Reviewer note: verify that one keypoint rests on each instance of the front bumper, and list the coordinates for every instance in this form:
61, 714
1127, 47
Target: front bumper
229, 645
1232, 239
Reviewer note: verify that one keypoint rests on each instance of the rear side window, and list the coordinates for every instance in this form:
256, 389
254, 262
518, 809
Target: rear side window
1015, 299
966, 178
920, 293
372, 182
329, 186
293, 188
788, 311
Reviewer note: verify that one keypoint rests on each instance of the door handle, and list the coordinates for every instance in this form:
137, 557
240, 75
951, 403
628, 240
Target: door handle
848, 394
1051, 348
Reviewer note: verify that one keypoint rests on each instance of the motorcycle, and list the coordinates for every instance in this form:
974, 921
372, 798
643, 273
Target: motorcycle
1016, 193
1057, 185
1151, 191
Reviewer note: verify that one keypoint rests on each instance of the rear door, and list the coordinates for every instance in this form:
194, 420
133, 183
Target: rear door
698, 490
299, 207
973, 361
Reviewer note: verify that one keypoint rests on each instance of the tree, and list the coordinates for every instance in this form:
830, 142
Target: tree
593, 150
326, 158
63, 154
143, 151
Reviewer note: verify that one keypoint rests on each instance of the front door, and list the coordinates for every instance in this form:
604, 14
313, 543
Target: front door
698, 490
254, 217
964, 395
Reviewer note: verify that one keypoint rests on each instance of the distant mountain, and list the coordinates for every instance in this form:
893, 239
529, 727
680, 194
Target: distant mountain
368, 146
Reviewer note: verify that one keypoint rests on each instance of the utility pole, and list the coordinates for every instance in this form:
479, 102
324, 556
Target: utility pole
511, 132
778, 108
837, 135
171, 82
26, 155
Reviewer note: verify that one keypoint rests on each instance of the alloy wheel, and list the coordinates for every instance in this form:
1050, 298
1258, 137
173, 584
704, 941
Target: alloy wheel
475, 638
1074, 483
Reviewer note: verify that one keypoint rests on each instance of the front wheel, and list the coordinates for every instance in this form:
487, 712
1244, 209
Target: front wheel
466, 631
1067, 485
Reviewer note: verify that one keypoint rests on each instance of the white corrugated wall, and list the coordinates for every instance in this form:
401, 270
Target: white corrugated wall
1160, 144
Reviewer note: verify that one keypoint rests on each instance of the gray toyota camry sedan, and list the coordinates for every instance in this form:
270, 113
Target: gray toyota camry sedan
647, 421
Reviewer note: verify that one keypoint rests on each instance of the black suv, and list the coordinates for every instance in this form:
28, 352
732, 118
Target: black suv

== == ==

# PROBLEM
Can you return all of the records above line for line, with every character unchanged?

# FINISHED EXERCISE
Reviewer note: verify that one keypoint rests on each instance of the front bumper, and list the coordinates for every instance in this form:
61, 714
1127, 47
Target: front bumper
229, 645
1232, 239
Reviewer note: verify that one keypoint rests on each instance of the rear side window, and list the coordinates for every instance in this form:
256, 389
254, 262
518, 809
Target: rear side window
1015, 299
966, 178
920, 293
372, 182
329, 186
293, 188
788, 311
Reviewer note: verify that one keypoint rests on each instance of the door handle, and list the coordinates for every instance in this form:
137, 557
240, 75
951, 403
628, 240
Target: door handle
848, 394
1051, 348
Reviewer note: verify that one keypoint rests on each instance of the motorcycle, and list the coordinates for every instance in this form:
974, 921
372, 798
643, 273
Target: motorcycle
1016, 193
1057, 185
1151, 191
Reviewer note: verify that one keypoint rests on each instance of the rear door, and list the coordinates for every instance in this form:
194, 420
133, 183
Target: rear door
698, 490
299, 207
973, 361
Reviewer note: verify that one keypoint rests on each instance of the tree, and list the coordinates for every instance in this form:
830, 142
Target: tree
593, 150
326, 158
63, 154
143, 151
Reviewer note: verify that one keypoint rests on each instance of the front door, and list the coordinates for every instance in this form:
604, 14
313, 543
Target: front door
698, 490
254, 217
964, 395
Reviewer note: verify that one keypoint rests on each instance of the distant mountain, and list the coordinates for every instance in this form:
893, 239
529, 727
680, 194
Target: distant mountain
368, 146
Reviewer note: verify that one keypoint rests on each instance of the utility pole, and list the coordinates for every instance in this form:
479, 102
324, 556
Target: utility pole
511, 132
778, 108
837, 135
171, 82
26, 155
Reviewer note: verify that one keypoint rests on each instance of the alloy wheel, and list the coordinates for every instance in this form:
1050, 298
1258, 137
173, 584
704, 941
Target: alloy wheel
475, 638
1074, 483
Reviewer note: verify that one keypoint rests on each instance of the front wheel, and list the coordinates for every instance in this form:
487, 712
1244, 209
Target: front wheel
466, 631
1067, 485
Reviewer note: verify that one keypoint rests on each instance of the white corrugated wall, and list the coordinates for every instance in this form:
401, 270
Target: white corrugated wall
1160, 144
Reviewer note: verify that one keypoint rests on each instance of the gray toyota camry sedan, and list the coordinates for every instance in this form:
270, 113
Target: gray toyota camry sedan
647, 421
Reviewer note: verify that one keypoint rests on each instance of the black suv, and list the coordinates for every instance in this form:
28, 352
732, 118
Target: black suv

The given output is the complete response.